Tasks =
(1) What does the essay on acting say a celebrity is?
(2) List every quality the essay on acting says true actors tend to bring to their craft.

December 15th, 2006 07:38 EST
Displaced Artifacts Refined
Acting is an artistic craft commonly underestimated or undermined in importance and execution, both by society and many so-called actors. It is the actor’s noble duty and joy to help tell a story by participating in that story as a character. Some people mistakenly think that simply appearing on screen makes you an actor. The term “actor” often gets confused with the term “celebrity”, but these are not synonymous nor interchangeable.
A celebrity is merely someone who is famous. True, authentic actors are driven by a passion and pleasure to perform, to assume the identity of other people for the sake of the experience and as a form of expression—of self and of story. Matters of possible neurosis aside, they tend to engage their craft with integrity and solemnity, or at the very least with respect. They recognize its power, its significance.
Fame and fortune are only ancillary concerns… these aren’t why they do what they do, it is a just bonus and/or a practical means to an end. This isn’t to say that actors don’t necessarily like, desire or appreciate the money or notoriety their work may bring, as a side effect, but it is simply not their primary purpose or motivation to be an actor.

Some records
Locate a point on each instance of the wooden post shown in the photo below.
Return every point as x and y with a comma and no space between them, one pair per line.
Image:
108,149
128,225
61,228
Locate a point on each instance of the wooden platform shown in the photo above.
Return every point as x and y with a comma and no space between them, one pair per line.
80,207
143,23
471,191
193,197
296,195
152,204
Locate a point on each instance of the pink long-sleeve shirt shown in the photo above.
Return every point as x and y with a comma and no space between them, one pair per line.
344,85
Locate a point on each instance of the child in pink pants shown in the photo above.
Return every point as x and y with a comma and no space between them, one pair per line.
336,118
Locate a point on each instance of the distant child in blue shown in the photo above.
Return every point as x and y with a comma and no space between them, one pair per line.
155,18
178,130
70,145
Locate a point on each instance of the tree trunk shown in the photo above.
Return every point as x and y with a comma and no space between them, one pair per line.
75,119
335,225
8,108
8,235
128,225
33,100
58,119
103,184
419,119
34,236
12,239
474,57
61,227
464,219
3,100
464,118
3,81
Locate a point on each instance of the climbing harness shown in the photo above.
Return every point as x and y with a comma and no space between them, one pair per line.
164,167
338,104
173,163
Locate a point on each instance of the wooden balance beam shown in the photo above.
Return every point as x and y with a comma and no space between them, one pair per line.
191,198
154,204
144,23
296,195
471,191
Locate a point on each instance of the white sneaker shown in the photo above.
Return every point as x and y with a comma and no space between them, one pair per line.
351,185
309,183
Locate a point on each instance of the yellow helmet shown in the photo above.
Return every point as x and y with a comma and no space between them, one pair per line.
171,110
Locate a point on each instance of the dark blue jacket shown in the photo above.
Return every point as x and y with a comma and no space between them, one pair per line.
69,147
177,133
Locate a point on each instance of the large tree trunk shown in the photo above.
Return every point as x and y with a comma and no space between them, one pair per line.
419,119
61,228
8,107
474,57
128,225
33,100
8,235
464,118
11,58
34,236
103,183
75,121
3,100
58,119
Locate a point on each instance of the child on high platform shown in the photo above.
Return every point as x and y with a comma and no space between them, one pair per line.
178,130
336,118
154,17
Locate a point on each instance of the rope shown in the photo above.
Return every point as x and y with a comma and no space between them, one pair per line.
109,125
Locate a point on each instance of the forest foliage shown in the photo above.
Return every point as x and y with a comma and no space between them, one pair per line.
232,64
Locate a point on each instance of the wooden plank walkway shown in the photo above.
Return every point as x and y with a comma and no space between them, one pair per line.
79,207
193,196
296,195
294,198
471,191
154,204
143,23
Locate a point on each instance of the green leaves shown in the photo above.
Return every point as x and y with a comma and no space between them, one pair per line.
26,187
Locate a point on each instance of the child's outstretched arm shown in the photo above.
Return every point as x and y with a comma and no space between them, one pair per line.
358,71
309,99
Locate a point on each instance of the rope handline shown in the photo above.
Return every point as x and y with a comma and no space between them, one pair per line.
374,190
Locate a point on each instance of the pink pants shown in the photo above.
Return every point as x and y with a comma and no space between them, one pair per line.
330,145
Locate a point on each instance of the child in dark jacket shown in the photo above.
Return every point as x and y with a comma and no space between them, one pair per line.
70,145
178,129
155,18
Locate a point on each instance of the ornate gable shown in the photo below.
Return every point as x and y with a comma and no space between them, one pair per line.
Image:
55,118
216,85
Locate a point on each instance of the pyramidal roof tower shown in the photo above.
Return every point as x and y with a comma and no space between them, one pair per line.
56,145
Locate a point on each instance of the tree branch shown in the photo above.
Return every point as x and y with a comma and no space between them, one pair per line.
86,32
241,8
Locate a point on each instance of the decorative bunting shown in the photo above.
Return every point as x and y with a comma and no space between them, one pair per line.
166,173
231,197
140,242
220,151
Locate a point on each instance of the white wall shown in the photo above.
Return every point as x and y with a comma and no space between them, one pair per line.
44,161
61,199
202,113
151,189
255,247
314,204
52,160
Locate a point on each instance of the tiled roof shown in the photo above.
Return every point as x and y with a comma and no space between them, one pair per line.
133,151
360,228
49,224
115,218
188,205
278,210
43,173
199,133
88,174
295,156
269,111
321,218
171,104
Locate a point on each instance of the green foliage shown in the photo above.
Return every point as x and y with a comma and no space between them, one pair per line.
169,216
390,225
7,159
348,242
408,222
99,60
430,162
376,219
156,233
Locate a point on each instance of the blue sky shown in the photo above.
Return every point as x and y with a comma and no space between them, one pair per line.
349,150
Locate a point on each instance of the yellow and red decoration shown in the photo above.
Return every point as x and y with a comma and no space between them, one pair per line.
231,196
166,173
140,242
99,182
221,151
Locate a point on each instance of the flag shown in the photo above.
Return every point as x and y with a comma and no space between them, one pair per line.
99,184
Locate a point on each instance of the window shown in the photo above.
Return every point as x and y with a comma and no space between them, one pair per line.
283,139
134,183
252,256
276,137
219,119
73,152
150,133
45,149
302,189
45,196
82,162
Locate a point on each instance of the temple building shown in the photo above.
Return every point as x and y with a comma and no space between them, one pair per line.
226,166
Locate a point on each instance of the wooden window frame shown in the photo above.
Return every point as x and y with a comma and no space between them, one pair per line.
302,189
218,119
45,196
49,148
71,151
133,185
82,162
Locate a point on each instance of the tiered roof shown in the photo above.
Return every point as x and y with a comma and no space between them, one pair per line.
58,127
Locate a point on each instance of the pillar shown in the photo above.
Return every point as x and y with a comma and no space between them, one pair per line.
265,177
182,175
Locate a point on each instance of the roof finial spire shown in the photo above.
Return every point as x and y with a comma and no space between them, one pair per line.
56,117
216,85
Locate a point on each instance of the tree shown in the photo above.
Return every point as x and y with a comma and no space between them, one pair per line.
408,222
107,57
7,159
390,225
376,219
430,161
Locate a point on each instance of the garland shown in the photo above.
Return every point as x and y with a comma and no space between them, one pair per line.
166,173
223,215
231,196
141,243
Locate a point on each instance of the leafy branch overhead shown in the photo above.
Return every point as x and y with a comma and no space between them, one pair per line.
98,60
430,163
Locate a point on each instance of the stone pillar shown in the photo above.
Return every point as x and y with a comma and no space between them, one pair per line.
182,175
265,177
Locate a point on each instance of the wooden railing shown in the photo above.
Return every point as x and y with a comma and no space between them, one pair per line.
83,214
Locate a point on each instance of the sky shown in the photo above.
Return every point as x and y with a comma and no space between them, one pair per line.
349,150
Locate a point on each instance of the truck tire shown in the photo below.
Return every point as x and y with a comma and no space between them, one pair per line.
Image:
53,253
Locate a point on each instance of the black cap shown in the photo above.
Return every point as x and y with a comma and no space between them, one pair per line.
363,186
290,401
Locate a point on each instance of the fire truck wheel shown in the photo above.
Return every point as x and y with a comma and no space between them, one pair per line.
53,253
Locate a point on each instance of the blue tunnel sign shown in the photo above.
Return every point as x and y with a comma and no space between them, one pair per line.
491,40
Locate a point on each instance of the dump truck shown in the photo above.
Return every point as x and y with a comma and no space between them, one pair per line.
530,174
...
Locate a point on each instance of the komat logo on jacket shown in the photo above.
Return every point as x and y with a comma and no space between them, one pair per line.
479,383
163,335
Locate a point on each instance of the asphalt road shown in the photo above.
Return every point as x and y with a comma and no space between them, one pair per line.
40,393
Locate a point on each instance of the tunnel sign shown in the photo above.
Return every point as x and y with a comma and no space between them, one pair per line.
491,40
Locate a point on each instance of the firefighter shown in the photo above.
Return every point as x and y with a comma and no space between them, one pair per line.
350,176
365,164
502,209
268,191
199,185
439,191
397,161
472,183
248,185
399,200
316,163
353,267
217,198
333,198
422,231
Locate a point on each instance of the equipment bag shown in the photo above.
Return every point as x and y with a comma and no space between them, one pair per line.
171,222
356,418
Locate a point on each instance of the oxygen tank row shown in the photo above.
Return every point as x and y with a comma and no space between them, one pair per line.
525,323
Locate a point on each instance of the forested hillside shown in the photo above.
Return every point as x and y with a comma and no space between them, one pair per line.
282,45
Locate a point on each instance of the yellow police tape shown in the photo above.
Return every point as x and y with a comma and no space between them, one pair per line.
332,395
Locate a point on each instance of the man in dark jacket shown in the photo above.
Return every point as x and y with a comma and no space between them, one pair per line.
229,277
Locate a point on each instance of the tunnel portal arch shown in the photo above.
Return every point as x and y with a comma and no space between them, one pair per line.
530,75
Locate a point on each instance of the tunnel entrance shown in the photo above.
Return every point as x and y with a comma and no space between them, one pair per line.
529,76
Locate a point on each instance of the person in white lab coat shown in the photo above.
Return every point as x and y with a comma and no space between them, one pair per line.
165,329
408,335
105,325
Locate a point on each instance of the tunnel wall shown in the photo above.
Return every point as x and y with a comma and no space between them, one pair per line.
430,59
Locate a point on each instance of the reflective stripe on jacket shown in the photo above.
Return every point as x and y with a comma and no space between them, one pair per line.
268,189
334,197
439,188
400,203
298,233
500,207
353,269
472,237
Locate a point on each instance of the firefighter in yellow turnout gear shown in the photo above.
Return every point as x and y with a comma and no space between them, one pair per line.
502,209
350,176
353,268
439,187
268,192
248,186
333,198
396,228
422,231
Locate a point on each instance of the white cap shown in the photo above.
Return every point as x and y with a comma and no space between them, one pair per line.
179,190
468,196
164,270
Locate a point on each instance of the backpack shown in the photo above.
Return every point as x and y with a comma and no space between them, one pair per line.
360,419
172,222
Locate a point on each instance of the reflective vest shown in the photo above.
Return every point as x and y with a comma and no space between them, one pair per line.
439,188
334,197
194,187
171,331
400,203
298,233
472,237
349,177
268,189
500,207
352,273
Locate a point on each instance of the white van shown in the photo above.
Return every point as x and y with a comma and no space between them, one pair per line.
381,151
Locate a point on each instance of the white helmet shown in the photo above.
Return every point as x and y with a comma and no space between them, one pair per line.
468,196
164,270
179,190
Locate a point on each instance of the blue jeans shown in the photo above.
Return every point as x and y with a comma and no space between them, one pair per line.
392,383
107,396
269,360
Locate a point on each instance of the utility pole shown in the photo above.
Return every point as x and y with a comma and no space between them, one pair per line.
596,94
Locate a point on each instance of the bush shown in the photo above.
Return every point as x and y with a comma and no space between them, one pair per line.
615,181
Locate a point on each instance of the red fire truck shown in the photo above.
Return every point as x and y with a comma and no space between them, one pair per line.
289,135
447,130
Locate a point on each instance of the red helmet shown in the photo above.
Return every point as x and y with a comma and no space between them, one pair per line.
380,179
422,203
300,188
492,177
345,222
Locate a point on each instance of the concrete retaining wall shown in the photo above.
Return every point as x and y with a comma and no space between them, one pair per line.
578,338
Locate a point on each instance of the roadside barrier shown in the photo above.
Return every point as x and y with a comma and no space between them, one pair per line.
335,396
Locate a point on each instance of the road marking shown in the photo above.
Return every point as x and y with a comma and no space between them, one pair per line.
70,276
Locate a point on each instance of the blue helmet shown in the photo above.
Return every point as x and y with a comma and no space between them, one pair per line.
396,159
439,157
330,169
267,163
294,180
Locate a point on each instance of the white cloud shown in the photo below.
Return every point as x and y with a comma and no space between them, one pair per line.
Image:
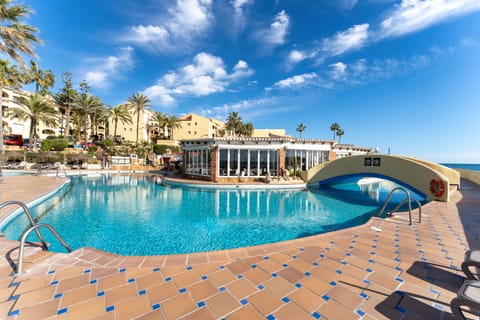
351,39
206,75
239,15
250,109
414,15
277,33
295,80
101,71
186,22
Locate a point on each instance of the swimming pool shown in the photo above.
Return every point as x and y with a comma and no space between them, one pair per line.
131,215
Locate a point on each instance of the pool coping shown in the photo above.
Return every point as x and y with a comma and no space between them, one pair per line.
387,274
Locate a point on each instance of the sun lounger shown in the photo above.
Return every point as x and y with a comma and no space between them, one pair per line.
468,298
--
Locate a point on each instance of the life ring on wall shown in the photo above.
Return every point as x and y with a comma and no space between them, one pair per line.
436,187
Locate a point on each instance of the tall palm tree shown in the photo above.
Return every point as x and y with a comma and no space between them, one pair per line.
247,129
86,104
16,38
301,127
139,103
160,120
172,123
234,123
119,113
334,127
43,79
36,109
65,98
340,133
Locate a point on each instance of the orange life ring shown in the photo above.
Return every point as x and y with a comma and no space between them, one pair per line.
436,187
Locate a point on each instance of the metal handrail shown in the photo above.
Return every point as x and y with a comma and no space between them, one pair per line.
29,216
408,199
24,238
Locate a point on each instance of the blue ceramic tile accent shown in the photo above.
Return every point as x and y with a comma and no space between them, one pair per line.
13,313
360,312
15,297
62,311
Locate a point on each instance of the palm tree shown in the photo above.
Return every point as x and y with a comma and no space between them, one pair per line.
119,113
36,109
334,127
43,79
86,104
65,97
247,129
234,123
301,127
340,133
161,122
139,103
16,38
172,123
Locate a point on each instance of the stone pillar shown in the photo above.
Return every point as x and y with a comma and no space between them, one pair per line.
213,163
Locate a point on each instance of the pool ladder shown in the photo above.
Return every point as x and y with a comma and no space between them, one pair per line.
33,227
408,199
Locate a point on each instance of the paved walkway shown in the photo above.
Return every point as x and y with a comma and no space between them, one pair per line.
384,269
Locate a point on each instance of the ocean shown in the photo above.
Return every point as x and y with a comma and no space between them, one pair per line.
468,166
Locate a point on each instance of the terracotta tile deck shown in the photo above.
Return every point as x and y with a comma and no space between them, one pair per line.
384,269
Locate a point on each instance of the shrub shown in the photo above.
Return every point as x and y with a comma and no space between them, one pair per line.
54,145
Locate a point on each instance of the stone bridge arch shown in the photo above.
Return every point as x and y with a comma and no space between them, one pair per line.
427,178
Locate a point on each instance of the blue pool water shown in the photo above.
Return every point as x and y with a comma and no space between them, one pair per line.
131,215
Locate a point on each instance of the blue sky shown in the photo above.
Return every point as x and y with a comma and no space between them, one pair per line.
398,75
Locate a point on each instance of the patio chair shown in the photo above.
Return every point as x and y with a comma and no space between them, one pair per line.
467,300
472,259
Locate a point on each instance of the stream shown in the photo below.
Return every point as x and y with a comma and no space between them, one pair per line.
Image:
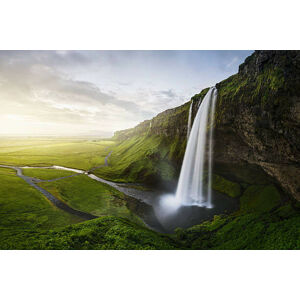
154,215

The answers =
(1) A celebrity is merely someone who is famous.

(2) Integrity, solemnity, and respect.